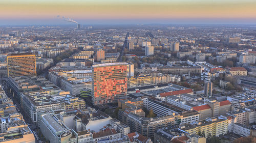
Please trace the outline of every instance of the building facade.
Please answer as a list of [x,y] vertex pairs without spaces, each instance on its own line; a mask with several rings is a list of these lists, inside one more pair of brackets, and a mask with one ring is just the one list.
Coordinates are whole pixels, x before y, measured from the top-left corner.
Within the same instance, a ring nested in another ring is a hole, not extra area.
[[35,55],[10,54],[7,56],[6,61],[8,76],[36,76]]
[[93,104],[117,102],[126,98],[126,63],[93,66]]

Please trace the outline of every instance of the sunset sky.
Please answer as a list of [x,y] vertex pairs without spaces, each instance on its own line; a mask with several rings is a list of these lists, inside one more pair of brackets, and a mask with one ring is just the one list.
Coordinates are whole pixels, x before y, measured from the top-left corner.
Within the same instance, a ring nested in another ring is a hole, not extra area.
[[[1,0],[0,24],[256,24],[252,0]],[[60,16],[57,17],[58,15]]]

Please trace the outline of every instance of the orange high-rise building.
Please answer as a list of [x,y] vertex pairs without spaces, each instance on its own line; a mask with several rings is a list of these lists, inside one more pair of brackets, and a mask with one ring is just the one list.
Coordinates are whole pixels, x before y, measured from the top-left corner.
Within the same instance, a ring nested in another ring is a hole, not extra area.
[[29,53],[9,54],[6,61],[8,76],[36,76],[34,54]]
[[100,49],[97,51],[97,62],[99,62],[101,60],[105,59],[105,51]]
[[126,63],[93,65],[93,104],[95,105],[126,99]]

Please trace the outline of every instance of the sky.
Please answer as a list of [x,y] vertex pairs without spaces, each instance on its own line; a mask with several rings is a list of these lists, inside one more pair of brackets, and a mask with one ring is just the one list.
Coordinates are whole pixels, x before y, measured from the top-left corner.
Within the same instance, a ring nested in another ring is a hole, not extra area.
[[0,25],[254,24],[255,8],[255,0],[0,0]]

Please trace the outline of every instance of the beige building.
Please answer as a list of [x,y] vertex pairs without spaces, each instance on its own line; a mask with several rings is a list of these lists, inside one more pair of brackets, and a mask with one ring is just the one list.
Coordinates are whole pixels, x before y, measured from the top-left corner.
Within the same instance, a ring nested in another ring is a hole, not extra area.
[[233,67],[229,70],[232,76],[247,76],[247,70],[243,67]]

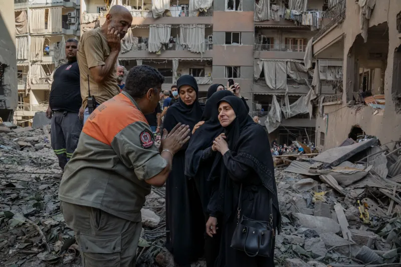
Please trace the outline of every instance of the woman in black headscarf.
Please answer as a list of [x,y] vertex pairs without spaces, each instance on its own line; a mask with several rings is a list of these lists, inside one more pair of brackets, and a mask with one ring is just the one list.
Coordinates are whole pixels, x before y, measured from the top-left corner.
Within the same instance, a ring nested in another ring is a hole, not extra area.
[[[196,81],[183,75],[177,81],[179,98],[168,108],[163,127],[168,132],[178,123],[192,129],[200,121],[204,107],[198,101]],[[205,221],[193,179],[184,170],[187,145],[173,155],[172,170],[166,182],[166,247],[180,266],[189,266],[204,253]]]
[[[212,185],[208,181],[216,152],[212,149],[215,138],[223,133],[216,108],[218,102],[223,98],[234,95],[228,90],[219,91],[214,94],[206,102],[202,120],[205,121],[191,137],[185,152],[185,174],[195,181],[197,193],[200,197],[205,223],[210,215],[208,204],[212,194]],[[215,214],[212,214],[216,216]],[[204,231],[205,229],[204,228]],[[213,267],[219,253],[220,238],[213,238],[205,234],[205,255],[208,267]]]
[[[221,212],[223,225],[222,241],[216,266],[218,267],[269,267],[274,266],[274,240],[272,256],[250,257],[230,247],[237,225],[237,209],[242,184],[241,215],[254,220],[270,221],[273,215],[273,229],[280,230],[281,217],[274,178],[274,167],[267,134],[255,123],[238,97],[228,96],[218,104],[219,119],[224,128],[225,137],[218,137],[213,148],[219,151],[212,167],[210,180],[218,182],[209,203],[212,213]],[[272,209],[270,203],[272,203]],[[206,231],[213,234],[210,225],[216,227],[212,216]]]

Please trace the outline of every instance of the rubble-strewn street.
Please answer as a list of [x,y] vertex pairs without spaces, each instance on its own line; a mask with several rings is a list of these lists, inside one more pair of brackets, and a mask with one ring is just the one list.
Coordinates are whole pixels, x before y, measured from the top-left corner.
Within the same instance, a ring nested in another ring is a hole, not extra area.
[[[49,130],[0,127],[1,266],[80,265],[74,232],[59,208],[62,174]],[[283,215],[276,266],[400,265],[399,143],[380,146],[366,137],[317,155],[275,158]],[[153,188],[142,209],[137,266],[174,266],[163,249],[164,195]]]

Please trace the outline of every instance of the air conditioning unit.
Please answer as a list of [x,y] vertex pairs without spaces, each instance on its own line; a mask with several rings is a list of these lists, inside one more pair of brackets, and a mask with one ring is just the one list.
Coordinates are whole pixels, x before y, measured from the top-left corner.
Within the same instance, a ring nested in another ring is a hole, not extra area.
[[76,20],[75,18],[71,18],[68,19],[68,21],[67,22],[67,23],[68,24],[75,24],[76,22]]

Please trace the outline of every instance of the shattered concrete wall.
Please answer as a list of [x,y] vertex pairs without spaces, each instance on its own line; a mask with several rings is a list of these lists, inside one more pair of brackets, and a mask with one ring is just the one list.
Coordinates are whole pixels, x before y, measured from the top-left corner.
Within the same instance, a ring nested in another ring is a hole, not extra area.
[[[0,63],[5,64],[0,89],[0,116],[15,110],[18,103],[16,53],[16,27],[13,0],[2,1],[0,9]],[[8,111],[5,111],[9,110]],[[3,118],[4,119],[4,118]]]
[[[388,32],[388,54],[384,73],[384,91],[386,100],[385,108],[377,110],[378,113],[373,115],[375,110],[369,106],[356,108],[346,106],[348,91],[353,91],[351,82],[356,82],[353,78],[353,72],[349,66],[353,66],[352,59],[348,57],[348,52],[354,44],[357,36],[360,34],[359,25],[359,7],[355,0],[346,0],[346,18],[340,26],[345,34],[344,37],[343,88],[342,103],[340,105],[324,106],[323,112],[328,113],[328,123],[319,116],[316,119],[316,144],[319,143],[320,132],[325,133],[324,150],[336,147],[348,137],[353,125],[359,125],[367,134],[375,135],[382,144],[391,140],[398,140],[401,135],[401,114],[395,112],[395,105],[391,98],[393,75],[393,64],[394,51],[401,45],[400,34],[396,29],[397,14],[401,11],[401,1],[380,0],[376,3],[372,16],[369,21],[369,27],[387,22]],[[323,36],[323,39],[332,38],[331,33]],[[328,40],[326,40],[328,41]],[[320,42],[320,40],[318,41]],[[369,36],[367,37],[369,42]],[[357,48],[356,48],[357,49]],[[327,126],[327,133],[326,131]]]

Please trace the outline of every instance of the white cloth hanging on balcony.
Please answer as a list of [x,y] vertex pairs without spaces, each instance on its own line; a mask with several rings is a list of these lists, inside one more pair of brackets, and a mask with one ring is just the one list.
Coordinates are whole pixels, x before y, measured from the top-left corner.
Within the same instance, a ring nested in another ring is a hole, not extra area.
[[48,33],[60,33],[63,32],[61,15],[62,8],[49,9],[49,18],[47,21]]
[[28,59],[28,38],[17,38],[17,59]]
[[255,2],[254,21],[263,22],[270,19],[270,0],[259,0],[259,3]]
[[58,45],[57,43],[53,44],[53,58],[54,58],[54,66],[56,68],[67,63],[65,43],[66,41],[63,35],[61,37],[61,41]]
[[271,89],[287,88],[287,65],[285,61],[263,61],[263,73],[266,85]]
[[272,107],[267,114],[266,120],[265,121],[265,125],[269,133],[272,132],[277,129],[281,122],[281,109],[280,108],[280,104],[277,102],[276,95],[273,95],[273,101],[272,101]]
[[213,5],[213,0],[189,0],[189,17],[196,17],[198,12],[207,11]]
[[196,83],[199,84],[211,84],[212,76],[208,77],[194,77]]
[[121,53],[123,54],[131,50],[133,45],[138,46],[138,38],[134,37],[132,31],[129,28],[127,34],[121,39]]
[[180,25],[179,43],[192,53],[205,53],[205,25]]
[[307,70],[312,69],[312,58],[313,56],[312,48],[313,47],[313,38],[311,38],[306,45],[306,50],[304,56],[304,64]]
[[152,13],[155,19],[161,17],[169,9],[170,0],[152,0]]
[[149,26],[148,50],[155,53],[161,49],[163,44],[167,44],[170,40],[171,25],[167,24],[151,25]]
[[43,83],[41,79],[47,78],[46,73],[41,64],[32,64],[31,65],[31,82],[32,84]]
[[367,41],[367,28],[369,27],[369,20],[372,12],[376,5],[376,0],[359,0],[358,4],[360,7],[359,12],[359,23],[360,23],[360,35],[363,38],[363,42]]
[[31,9],[29,14],[29,27],[31,34],[43,34],[45,29],[45,9]]
[[42,61],[43,57],[43,44],[45,43],[45,38],[43,37],[36,37],[31,38],[31,60]]
[[24,34],[28,32],[28,22],[27,12],[21,12],[20,16],[16,18],[16,34]]
[[99,14],[97,13],[87,13],[84,12],[82,14],[82,20],[81,23],[87,24],[99,20]]
[[178,68],[178,60],[174,59],[172,60],[172,82],[175,83],[177,79],[177,70]]
[[288,8],[290,10],[306,11],[308,8],[308,0],[290,0]]

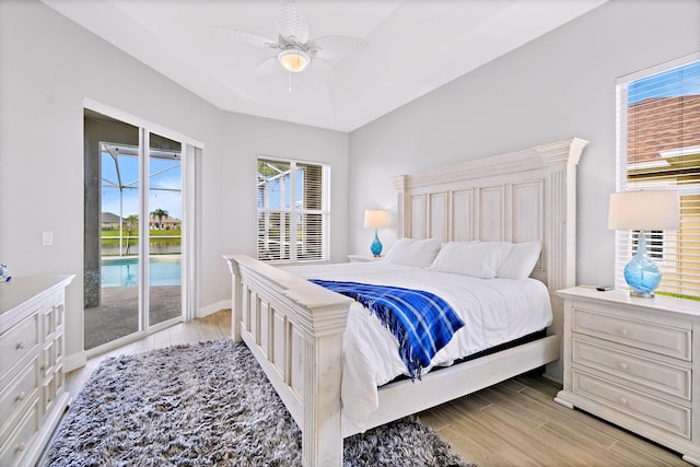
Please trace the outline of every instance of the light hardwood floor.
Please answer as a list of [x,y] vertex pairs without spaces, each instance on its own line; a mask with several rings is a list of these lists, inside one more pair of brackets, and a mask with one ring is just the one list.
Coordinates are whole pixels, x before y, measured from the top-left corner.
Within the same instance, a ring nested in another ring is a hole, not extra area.
[[[230,337],[231,314],[221,311],[183,323],[91,359],[67,375],[71,394],[106,357]],[[454,452],[489,466],[688,466],[678,454],[553,401],[558,385],[520,376],[427,410],[420,419]]]

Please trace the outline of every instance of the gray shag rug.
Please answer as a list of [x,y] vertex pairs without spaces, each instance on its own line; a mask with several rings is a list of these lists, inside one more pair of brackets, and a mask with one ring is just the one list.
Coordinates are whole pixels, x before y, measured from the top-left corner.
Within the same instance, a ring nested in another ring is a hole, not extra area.
[[[106,359],[61,421],[48,466],[293,466],[301,432],[231,339]],[[345,466],[474,466],[408,417],[345,440]]]

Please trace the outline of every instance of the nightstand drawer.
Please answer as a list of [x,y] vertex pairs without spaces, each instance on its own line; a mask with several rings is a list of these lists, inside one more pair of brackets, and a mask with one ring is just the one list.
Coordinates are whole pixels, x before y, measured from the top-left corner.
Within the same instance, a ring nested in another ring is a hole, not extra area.
[[692,331],[663,324],[573,310],[573,331],[691,361]]
[[[689,408],[646,396],[575,369],[572,376],[575,394],[668,433],[690,439],[691,411]],[[615,421],[614,417],[608,419]]]
[[573,363],[591,366],[661,394],[691,398],[691,371],[574,338]]
[[8,374],[37,343],[36,315],[24,319],[0,337],[0,375]]

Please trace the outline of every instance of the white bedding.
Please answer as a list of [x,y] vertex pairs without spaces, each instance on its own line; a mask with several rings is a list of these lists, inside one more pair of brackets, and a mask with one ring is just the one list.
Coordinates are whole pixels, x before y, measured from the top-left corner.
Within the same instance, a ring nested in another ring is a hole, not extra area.
[[[450,365],[454,360],[526,336],[549,326],[552,319],[547,288],[535,279],[477,279],[387,261],[284,269],[306,279],[420,289],[447,301],[465,326],[438,352],[431,367]],[[343,335],[343,425],[352,423],[364,431],[369,417],[378,407],[377,387],[408,374],[397,348],[394,336],[374,315],[357,302],[350,306]]]

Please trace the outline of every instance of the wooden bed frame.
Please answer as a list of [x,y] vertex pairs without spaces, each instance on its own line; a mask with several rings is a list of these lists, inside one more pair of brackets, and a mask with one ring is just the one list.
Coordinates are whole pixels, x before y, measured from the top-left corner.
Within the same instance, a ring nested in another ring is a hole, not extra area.
[[[587,141],[523,151],[394,177],[398,237],[542,241],[533,277],[547,284],[548,336],[380,388],[371,427],[470,394],[560,357],[559,289],[575,284],[576,164]],[[342,332],[351,303],[245,255],[224,256],[232,275],[232,337],[243,340],[302,430],[303,464],[339,466]],[[559,323],[558,323],[559,322]]]

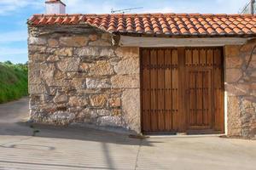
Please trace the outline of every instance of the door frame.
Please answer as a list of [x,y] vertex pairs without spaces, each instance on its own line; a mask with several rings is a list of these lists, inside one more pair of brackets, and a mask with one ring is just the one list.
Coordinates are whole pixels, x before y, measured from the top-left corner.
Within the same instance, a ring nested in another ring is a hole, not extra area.
[[[142,69],[142,65],[143,65],[143,60],[142,60],[142,57],[143,57],[143,49],[172,49],[172,48],[176,48],[177,49],[177,53],[178,53],[178,56],[182,55],[182,57],[179,57],[178,58],[178,76],[179,76],[179,78],[182,78],[182,81],[179,81],[178,82],[178,84],[179,86],[183,87],[184,86],[183,83],[183,80],[184,78],[186,78],[186,75],[184,74],[185,71],[183,71],[183,69],[185,69],[185,62],[184,62],[184,59],[185,59],[185,48],[221,48],[221,60],[222,60],[222,90],[223,90],[223,93],[222,93],[222,98],[223,98],[223,108],[224,108],[224,110],[223,110],[223,117],[224,117],[224,120],[223,120],[223,131],[221,132],[221,133],[224,133],[226,132],[226,99],[225,99],[225,93],[224,93],[224,47],[223,46],[220,46],[220,47],[159,47],[159,48],[139,48],[139,71],[140,71],[140,102],[141,102],[141,105],[140,105],[140,125],[141,125],[141,133],[144,133],[144,131],[143,131],[143,69]],[[179,90],[179,98],[181,100],[184,100],[185,97],[186,97],[186,92],[185,90]],[[181,110],[181,113],[179,114],[179,117],[180,117],[180,120],[183,120],[183,121],[179,121],[179,128],[178,128],[178,132],[177,133],[186,133],[187,130],[188,130],[188,124],[187,124],[187,114],[185,113],[186,111],[186,107],[183,107],[182,105],[178,105],[178,108],[179,110]],[[183,119],[182,119],[183,118]],[[170,132],[171,133],[171,132]],[[212,133],[212,131],[210,132],[210,133]],[[202,133],[203,134],[203,133]]]

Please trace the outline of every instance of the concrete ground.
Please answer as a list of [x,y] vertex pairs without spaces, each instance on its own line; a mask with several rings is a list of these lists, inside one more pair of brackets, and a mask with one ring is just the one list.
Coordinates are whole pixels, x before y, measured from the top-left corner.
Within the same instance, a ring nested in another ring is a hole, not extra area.
[[[218,137],[126,135],[35,126],[28,100],[0,105],[0,169],[256,169],[256,141]],[[32,136],[34,130],[39,130]]]

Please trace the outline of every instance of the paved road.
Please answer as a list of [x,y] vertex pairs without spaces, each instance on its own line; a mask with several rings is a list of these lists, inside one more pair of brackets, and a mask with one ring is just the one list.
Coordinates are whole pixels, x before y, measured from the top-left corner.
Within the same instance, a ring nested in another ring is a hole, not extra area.
[[[36,126],[27,117],[27,99],[0,105],[0,169],[256,168],[256,141],[218,137],[149,138],[79,128]],[[35,137],[34,130],[39,130]]]

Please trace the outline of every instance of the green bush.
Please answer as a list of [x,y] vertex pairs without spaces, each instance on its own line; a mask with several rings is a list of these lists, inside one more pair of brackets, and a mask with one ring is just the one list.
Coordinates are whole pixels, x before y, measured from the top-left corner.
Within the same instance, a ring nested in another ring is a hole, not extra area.
[[27,65],[0,62],[0,104],[27,95]]

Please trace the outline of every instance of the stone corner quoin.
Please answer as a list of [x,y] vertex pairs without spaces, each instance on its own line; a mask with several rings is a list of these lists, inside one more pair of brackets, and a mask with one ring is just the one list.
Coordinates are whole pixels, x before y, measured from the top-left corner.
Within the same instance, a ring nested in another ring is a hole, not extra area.
[[139,49],[81,26],[29,26],[31,119],[140,133]]

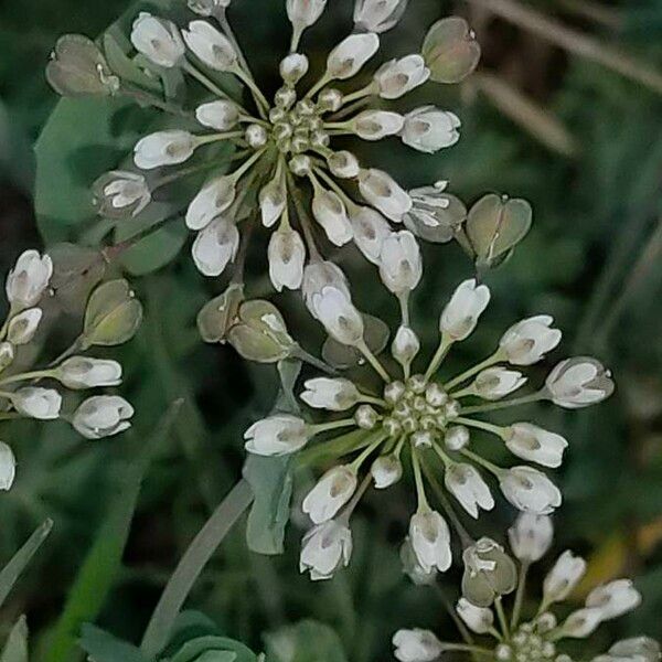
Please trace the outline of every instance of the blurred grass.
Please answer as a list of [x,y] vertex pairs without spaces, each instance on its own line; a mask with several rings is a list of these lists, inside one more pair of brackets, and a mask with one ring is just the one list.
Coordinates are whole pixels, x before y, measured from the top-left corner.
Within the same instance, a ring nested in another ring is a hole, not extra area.
[[[258,76],[268,76],[286,47],[287,25],[280,2],[265,1],[256,18],[256,1],[236,0],[231,18],[255,55]],[[662,71],[659,1],[526,4]],[[350,3],[339,0],[337,6],[306,40],[316,60],[346,29]],[[95,35],[125,7],[82,0],[0,7],[3,270],[23,246],[36,241],[31,145],[56,102],[42,74],[47,54],[58,34]],[[480,78],[460,94],[437,88],[436,103],[462,118],[457,147],[436,157],[413,157],[387,142],[371,146],[366,153],[374,164],[401,173],[407,185],[448,179],[450,190],[468,201],[496,191],[532,202],[534,228],[513,258],[489,275],[493,303],[476,335],[455,353],[449,370],[482,357],[508,324],[541,311],[554,314],[564,329],[564,352],[597,353],[612,366],[619,388],[609,404],[573,416],[546,407],[535,412],[572,442],[562,478],[567,498],[557,517],[558,548],[573,545],[595,553],[591,576],[636,575],[645,597],[642,608],[604,637],[645,631],[661,638],[662,100],[617,73],[463,2],[412,0],[401,28],[386,35],[385,49],[412,51],[425,26],[452,9],[470,17],[476,26],[484,50],[481,76],[499,81],[501,103],[490,97]],[[273,77],[266,79],[275,84]],[[515,113],[508,113],[504,98]],[[566,149],[568,141],[572,150]],[[470,274],[470,265],[455,245],[425,250],[426,278],[415,296],[414,320],[431,344],[437,311],[455,284]],[[261,273],[261,255],[256,247],[249,258],[253,274]],[[361,269],[369,267],[352,253],[341,259],[353,277],[359,303],[394,321],[392,298],[375,293],[374,281],[361,277]],[[85,557],[99,543],[97,532],[104,530],[99,524],[118,477],[142,451],[141,439],[169,404],[184,398],[174,433],[159,447],[143,481],[122,568],[99,620],[134,641],[188,542],[238,477],[242,430],[269,409],[276,393],[273,371],[246,365],[232,350],[199,341],[195,314],[223,286],[196,274],[185,252],[135,285],[146,303],[147,321],[120,359],[125,394],[137,409],[137,434],[90,444],[58,425],[41,430],[21,423],[3,431],[6,439],[18,440],[21,471],[14,490],[0,499],[0,562],[10,558],[43,519],[55,521],[53,535],[1,619],[6,633],[28,612],[41,651],[47,650],[45,636],[62,613]],[[318,327],[293,298],[277,300],[290,328],[307,349],[316,350],[321,340]],[[301,477],[299,491],[307,480]],[[318,618],[337,628],[353,662],[389,659],[389,638],[398,627],[450,632],[439,595],[408,585],[399,572],[397,542],[410,493],[396,490],[377,496],[361,509],[352,565],[334,580],[313,585],[298,576],[301,530],[296,522],[288,534],[288,553],[276,558],[248,554],[237,531],[194,590],[192,602],[256,648],[264,630]],[[483,524],[498,535],[511,516],[500,509]],[[452,599],[457,573],[446,585],[447,598]]]

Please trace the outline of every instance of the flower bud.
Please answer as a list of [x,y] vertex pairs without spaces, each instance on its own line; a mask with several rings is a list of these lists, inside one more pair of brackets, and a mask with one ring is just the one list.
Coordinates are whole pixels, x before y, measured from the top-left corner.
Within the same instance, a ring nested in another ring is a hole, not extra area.
[[383,64],[377,70],[374,81],[383,99],[397,99],[423,85],[429,77],[430,70],[425,66],[423,57],[407,55]]
[[316,409],[344,412],[361,401],[361,394],[352,382],[341,377],[317,377],[305,383],[301,399]]
[[568,442],[554,433],[548,433],[531,423],[514,423],[505,429],[508,449],[519,458],[556,469],[563,462],[563,452]]
[[239,121],[239,108],[234,102],[218,99],[195,108],[195,119],[203,126],[218,131],[228,131]]
[[423,44],[423,57],[437,83],[459,83],[478,65],[480,46],[467,21],[450,17],[437,21]]
[[405,145],[429,154],[451,147],[460,139],[457,115],[435,106],[424,106],[405,116],[402,139]]
[[490,607],[496,598],[515,590],[515,564],[494,541],[481,538],[465,549],[462,559],[462,595],[476,607]]
[[100,216],[137,216],[150,202],[151,192],[142,174],[128,170],[106,172],[93,184],[93,204]]
[[544,359],[560,342],[560,331],[549,328],[553,322],[548,314],[538,314],[511,327],[499,341],[508,362],[533,365]]
[[199,191],[186,210],[186,226],[203,229],[229,207],[236,196],[235,180],[221,175],[210,180]]
[[374,32],[350,34],[329,53],[327,75],[337,81],[355,76],[378,47],[380,38]]
[[41,308],[29,308],[11,318],[7,340],[14,345],[29,343],[36,333],[42,314]]
[[0,441],[0,490],[9,490],[17,474],[17,459],[11,448]]
[[552,546],[554,526],[546,515],[520,513],[508,530],[511,549],[521,562],[531,564],[540,560]]
[[134,21],[131,43],[148,60],[167,68],[179,64],[185,52],[178,26],[145,11]]
[[532,467],[513,467],[499,479],[503,495],[521,511],[548,515],[560,505],[558,488]]
[[258,363],[277,363],[296,346],[278,309],[261,300],[242,303],[227,340],[244,359]]
[[330,579],[346,567],[352,556],[352,532],[335,520],[313,526],[301,543],[299,569],[310,572],[310,578]]
[[62,396],[53,388],[25,386],[12,393],[11,404],[23,416],[40,420],[53,420],[60,416]]
[[490,290],[487,285],[477,285],[473,278],[465,280],[444,308],[439,330],[453,342],[465,340],[476,329],[489,302]]
[[156,131],[141,138],[134,148],[134,163],[141,170],[175,166],[195,151],[195,136],[181,129]]
[[450,567],[450,531],[446,520],[438,512],[417,512],[409,520],[409,540],[424,572],[429,573],[437,568],[445,573]]
[[494,613],[491,609],[477,607],[467,598],[460,598],[456,611],[465,624],[477,634],[488,634],[494,626]]
[[473,392],[479,397],[496,401],[510,395],[526,383],[526,377],[515,370],[488,367],[478,374],[473,382]]
[[197,330],[204,342],[225,342],[244,301],[244,286],[233,282],[217,297],[207,301],[197,313]]
[[62,96],[111,96],[119,90],[119,78],[99,47],[82,34],[57,40],[46,65],[46,79]]
[[306,246],[296,229],[281,226],[271,235],[268,259],[269,276],[278,291],[284,287],[292,290],[301,287]]
[[380,256],[380,276],[396,296],[410,292],[420,282],[420,248],[408,229],[393,233],[384,239]]
[[446,468],[444,481],[446,489],[474,520],[479,508],[485,511],[494,508],[490,488],[471,465],[453,462]]
[[356,206],[352,207],[350,223],[359,250],[371,263],[378,265],[384,241],[392,234],[388,222],[371,207]]
[[39,303],[53,275],[53,261],[36,250],[25,250],[7,276],[7,298],[12,310],[32,308]]
[[345,205],[334,191],[327,191],[319,185],[314,188],[312,214],[324,228],[327,237],[335,246],[344,246],[352,238],[352,226]]
[[335,516],[356,491],[356,472],[348,465],[329,469],[303,499],[303,512],[321,524]]
[[129,284],[111,280],[89,297],[83,325],[83,346],[118,345],[134,338],[142,321],[142,305]]
[[96,395],[87,398],[74,413],[72,424],[86,439],[102,439],[131,427],[134,407],[118,395]]
[[302,418],[277,414],[254,423],[244,434],[246,450],[259,456],[284,456],[308,444],[308,426]]
[[409,194],[382,170],[361,170],[359,190],[369,204],[396,223],[412,209]]
[[280,77],[287,85],[296,85],[308,73],[308,57],[290,53],[280,62]]
[[563,602],[579,584],[586,573],[586,560],[564,552],[543,581],[543,596],[546,605]]
[[221,276],[238,249],[239,231],[236,224],[221,216],[197,233],[191,255],[203,276]]
[[72,356],[57,366],[54,375],[67,388],[96,388],[121,383],[121,365],[117,361]]
[[403,477],[403,463],[395,455],[377,458],[370,468],[377,490],[385,490],[394,485]]
[[229,72],[237,65],[237,54],[231,41],[207,21],[191,21],[182,30],[186,45],[210,68]]
[[399,662],[434,662],[444,652],[444,645],[429,630],[398,630],[393,645]]
[[356,0],[354,24],[365,32],[386,32],[407,9],[407,0]]
[[545,382],[549,399],[566,409],[588,407],[613,393],[611,372],[596,359],[575,356],[562,361]]

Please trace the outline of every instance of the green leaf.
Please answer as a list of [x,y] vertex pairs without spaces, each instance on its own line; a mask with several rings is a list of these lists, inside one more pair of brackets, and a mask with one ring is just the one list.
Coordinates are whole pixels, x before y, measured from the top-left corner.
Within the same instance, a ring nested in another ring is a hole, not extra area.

--- Task objective ---
Reproduce verbatim the entries from the beginning up to and including the line that contains "[[[1,0],[0,24],[256,24],[252,0]],[[60,16],[57,17],[58,15]]]". Omit the pictures from your reproduction.

--- Result of the task ---
Please trace the outline of every instance of the building facade.
Please answer as a list of [x,y] vertex pairs without spaces, each instance on its own line; a mask with several rings is a list of these lists, inside one more pair of brackets, and a mask with one ring is just the one list.
Coordinates are whole pixels, x before y, measured from the top-left corner.
Within the same instance, a ring nested in another ring is a hole, not extra area.
[[35,55],[10,54],[7,56],[6,61],[8,76],[36,76]]
[[93,104],[117,102],[126,98],[126,63],[93,66]]

Please trace the outline of every instance of the sunset sky.
Please answer as a list of [x,y] vertex pairs without spaces, each instance on its own line; a mask with several rings is a list of these lists, inside one more pair of brackets, and a mask with one ring is just the one list.
Coordinates are whole pixels, x before y, measured from the top-left corner.
Within the same instance, a ring nested in another ring is a hole, not extra area.
[[[1,0],[0,24],[256,24],[252,0]],[[60,16],[57,17],[58,15]]]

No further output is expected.